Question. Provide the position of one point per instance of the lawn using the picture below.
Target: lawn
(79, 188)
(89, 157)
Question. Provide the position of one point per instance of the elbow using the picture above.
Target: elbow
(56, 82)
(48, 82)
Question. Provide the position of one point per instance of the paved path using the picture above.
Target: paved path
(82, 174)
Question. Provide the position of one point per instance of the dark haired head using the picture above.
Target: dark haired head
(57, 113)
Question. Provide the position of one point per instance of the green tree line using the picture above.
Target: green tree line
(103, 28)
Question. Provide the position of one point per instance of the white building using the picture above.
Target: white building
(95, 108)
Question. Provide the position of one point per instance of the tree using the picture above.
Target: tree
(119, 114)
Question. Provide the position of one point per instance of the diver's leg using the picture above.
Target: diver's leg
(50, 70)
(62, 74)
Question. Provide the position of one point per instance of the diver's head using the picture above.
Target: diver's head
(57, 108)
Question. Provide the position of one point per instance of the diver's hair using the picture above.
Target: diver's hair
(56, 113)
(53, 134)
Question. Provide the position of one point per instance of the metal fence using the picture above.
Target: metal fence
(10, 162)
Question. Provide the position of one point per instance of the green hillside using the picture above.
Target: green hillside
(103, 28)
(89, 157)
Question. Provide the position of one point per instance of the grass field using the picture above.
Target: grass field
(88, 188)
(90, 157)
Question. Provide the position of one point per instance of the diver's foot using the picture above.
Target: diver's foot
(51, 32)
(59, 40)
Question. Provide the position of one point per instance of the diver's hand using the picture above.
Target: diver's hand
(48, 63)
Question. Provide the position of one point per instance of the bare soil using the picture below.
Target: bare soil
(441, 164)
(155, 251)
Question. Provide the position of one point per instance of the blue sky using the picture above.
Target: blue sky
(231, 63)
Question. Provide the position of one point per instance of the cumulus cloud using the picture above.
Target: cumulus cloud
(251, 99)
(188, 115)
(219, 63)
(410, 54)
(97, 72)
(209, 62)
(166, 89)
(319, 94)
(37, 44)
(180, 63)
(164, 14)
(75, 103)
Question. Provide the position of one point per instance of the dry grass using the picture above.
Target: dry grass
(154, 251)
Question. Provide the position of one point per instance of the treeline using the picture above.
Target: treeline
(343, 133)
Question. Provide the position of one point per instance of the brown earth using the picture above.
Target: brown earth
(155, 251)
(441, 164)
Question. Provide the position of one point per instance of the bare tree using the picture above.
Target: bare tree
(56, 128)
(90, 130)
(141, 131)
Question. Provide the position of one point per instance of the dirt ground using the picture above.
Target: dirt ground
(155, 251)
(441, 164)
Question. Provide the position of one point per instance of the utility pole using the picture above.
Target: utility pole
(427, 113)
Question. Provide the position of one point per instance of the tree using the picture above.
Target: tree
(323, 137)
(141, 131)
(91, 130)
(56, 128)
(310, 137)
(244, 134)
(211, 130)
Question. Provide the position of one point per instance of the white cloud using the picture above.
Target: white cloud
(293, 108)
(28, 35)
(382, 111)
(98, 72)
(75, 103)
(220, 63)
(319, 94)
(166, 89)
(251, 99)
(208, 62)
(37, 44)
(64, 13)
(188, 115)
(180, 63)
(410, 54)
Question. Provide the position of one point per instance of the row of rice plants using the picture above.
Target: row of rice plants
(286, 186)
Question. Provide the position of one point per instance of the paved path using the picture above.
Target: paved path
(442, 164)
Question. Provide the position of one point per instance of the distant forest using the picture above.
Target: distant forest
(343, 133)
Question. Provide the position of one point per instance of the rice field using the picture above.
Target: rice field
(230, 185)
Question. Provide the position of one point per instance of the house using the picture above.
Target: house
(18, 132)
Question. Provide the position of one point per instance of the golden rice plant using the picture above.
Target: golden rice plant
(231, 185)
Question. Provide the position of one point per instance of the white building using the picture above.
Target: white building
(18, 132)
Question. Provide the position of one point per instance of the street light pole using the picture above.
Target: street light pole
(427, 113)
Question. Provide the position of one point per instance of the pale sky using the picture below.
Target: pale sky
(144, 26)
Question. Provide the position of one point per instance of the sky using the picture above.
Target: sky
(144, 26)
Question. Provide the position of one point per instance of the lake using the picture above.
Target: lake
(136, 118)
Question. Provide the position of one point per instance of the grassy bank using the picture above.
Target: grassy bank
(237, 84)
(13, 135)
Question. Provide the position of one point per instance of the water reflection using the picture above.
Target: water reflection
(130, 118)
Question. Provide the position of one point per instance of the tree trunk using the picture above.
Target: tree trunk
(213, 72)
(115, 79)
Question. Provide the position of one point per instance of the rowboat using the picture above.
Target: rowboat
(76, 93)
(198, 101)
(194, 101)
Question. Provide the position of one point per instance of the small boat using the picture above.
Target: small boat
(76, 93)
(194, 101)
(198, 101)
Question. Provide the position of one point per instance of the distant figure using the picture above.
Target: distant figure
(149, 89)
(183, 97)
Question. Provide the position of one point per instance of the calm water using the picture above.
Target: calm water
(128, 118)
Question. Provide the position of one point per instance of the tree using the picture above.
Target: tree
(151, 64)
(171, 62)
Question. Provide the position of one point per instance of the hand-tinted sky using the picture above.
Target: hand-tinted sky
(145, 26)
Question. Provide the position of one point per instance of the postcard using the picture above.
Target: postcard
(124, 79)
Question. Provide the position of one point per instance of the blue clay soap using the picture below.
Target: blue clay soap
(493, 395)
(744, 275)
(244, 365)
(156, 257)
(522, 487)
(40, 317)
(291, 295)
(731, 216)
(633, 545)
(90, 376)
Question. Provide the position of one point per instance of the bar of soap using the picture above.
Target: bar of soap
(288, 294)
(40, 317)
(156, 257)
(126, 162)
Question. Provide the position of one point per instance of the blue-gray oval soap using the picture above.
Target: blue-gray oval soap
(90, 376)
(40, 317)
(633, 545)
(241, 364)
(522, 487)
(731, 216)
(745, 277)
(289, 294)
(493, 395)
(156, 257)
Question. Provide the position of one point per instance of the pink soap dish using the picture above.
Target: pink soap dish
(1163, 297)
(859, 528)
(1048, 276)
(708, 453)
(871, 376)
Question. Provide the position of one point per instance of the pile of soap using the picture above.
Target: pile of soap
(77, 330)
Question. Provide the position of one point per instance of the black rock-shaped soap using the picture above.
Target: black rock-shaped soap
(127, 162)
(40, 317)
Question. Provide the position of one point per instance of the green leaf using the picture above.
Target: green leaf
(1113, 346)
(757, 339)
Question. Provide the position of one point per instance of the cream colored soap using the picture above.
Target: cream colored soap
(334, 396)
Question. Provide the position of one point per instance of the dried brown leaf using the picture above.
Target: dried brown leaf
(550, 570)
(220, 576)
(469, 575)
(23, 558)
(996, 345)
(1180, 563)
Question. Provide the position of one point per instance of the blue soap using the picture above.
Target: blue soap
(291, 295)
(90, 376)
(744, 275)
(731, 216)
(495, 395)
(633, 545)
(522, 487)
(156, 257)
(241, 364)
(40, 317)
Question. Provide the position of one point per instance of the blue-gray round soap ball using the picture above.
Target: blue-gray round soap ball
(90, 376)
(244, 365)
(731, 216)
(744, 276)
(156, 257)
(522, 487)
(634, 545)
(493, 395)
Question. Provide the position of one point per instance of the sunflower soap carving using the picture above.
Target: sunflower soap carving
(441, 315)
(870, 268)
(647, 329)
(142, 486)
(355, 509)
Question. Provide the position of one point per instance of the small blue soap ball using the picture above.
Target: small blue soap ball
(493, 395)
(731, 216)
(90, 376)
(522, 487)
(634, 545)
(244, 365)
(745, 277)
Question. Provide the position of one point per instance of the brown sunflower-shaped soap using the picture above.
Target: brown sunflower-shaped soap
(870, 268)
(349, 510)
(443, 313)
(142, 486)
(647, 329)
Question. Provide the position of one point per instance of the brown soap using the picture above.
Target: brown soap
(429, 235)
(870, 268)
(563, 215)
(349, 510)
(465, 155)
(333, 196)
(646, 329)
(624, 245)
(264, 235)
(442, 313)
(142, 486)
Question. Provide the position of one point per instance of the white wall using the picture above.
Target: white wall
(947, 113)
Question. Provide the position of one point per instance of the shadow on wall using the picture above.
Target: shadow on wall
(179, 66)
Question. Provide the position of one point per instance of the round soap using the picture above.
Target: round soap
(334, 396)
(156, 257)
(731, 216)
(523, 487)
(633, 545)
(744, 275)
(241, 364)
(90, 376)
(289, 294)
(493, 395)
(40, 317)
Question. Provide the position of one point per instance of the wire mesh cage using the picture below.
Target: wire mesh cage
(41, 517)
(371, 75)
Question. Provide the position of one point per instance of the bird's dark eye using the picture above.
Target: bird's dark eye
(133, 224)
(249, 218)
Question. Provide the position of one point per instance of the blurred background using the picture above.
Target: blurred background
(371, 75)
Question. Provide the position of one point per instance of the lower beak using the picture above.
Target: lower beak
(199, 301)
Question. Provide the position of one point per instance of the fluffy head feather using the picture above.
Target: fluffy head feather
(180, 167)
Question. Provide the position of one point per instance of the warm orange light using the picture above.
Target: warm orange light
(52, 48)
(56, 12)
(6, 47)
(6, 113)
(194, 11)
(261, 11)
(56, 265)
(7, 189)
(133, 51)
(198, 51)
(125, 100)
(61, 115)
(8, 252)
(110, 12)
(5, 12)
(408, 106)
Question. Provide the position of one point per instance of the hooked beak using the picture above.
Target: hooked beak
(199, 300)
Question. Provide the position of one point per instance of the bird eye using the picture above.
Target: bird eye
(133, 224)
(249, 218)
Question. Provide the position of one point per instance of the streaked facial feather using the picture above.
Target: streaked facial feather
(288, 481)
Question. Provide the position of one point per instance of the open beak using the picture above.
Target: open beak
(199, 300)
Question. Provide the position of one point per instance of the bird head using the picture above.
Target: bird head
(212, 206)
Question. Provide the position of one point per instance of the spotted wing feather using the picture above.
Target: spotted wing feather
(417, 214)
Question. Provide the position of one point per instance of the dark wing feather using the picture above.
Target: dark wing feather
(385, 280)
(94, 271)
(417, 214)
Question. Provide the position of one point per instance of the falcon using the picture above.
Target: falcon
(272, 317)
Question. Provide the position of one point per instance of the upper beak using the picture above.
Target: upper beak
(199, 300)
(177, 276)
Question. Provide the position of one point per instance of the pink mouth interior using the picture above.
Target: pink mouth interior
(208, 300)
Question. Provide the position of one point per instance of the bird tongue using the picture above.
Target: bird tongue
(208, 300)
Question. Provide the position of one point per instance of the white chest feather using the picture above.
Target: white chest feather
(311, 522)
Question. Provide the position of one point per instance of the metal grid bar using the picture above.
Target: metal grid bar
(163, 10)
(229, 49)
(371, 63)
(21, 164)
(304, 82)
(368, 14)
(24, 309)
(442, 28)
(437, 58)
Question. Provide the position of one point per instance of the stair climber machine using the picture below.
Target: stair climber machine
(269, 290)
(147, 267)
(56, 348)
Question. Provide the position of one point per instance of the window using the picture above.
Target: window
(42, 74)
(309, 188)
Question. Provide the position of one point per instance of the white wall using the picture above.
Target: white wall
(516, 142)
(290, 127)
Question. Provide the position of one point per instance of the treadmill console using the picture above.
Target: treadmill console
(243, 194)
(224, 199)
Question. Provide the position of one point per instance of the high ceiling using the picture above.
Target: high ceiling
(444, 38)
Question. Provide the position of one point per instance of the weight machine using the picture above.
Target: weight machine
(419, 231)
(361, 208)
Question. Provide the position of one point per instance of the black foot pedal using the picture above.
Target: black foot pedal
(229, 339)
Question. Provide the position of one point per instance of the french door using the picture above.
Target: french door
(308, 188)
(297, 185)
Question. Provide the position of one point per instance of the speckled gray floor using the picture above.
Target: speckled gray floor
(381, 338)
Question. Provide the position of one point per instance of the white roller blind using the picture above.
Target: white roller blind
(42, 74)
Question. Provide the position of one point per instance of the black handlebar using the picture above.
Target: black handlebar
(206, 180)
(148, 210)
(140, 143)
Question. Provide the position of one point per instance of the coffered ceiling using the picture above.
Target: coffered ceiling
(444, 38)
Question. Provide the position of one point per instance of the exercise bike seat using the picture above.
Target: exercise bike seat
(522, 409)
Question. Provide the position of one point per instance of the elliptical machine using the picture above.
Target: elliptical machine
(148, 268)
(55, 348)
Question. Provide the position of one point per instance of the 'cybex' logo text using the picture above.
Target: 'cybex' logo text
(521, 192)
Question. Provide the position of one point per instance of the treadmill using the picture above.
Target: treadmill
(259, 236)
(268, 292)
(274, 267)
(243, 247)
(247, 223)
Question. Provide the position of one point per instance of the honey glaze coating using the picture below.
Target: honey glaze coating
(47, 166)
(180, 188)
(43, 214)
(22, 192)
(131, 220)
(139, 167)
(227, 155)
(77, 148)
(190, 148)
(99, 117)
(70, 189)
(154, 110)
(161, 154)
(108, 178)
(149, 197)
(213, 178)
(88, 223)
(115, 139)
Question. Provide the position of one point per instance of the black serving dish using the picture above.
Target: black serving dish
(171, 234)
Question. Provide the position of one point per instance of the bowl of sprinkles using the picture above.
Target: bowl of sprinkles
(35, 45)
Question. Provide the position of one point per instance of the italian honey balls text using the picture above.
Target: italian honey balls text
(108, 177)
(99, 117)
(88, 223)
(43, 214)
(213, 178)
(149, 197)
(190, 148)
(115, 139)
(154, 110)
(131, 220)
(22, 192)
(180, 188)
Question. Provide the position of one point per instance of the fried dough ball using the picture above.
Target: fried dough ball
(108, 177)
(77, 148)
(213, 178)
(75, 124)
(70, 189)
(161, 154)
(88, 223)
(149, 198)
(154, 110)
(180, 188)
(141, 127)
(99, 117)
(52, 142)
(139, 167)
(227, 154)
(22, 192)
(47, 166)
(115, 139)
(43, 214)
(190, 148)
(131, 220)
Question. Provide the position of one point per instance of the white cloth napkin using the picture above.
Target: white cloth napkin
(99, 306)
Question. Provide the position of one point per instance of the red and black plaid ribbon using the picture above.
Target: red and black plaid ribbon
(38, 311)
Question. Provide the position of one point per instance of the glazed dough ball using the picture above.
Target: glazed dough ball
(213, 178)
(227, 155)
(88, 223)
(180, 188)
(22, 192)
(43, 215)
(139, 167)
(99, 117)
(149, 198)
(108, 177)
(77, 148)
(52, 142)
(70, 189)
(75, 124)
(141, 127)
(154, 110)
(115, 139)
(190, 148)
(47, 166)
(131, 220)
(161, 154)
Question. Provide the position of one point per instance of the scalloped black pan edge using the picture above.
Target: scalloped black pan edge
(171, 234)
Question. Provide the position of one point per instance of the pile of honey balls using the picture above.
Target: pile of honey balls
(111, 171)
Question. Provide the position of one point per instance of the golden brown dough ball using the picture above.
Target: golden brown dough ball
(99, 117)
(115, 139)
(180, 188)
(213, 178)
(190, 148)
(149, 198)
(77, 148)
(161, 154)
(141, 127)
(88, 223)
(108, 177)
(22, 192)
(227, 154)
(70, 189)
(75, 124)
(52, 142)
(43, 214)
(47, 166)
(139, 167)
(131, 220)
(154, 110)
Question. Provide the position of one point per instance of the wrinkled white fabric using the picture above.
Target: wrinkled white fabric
──────────
Exactly and only the lines from the line containing "Target: golden brown dough ball" through the final line of the records above must be returned.

Target: golden brown dough ball
(99, 117)
(115, 139)
(180, 188)
(213, 178)
(190, 148)
(149, 198)
(77, 148)
(161, 154)
(141, 127)
(88, 223)
(108, 177)
(22, 192)
(227, 154)
(70, 189)
(75, 124)
(52, 142)
(43, 214)
(47, 166)
(139, 167)
(131, 220)
(154, 110)
Question. Provide the position of one point per instance of the wrinkled white fabric using the picture above.
Target: wrinkled white fabric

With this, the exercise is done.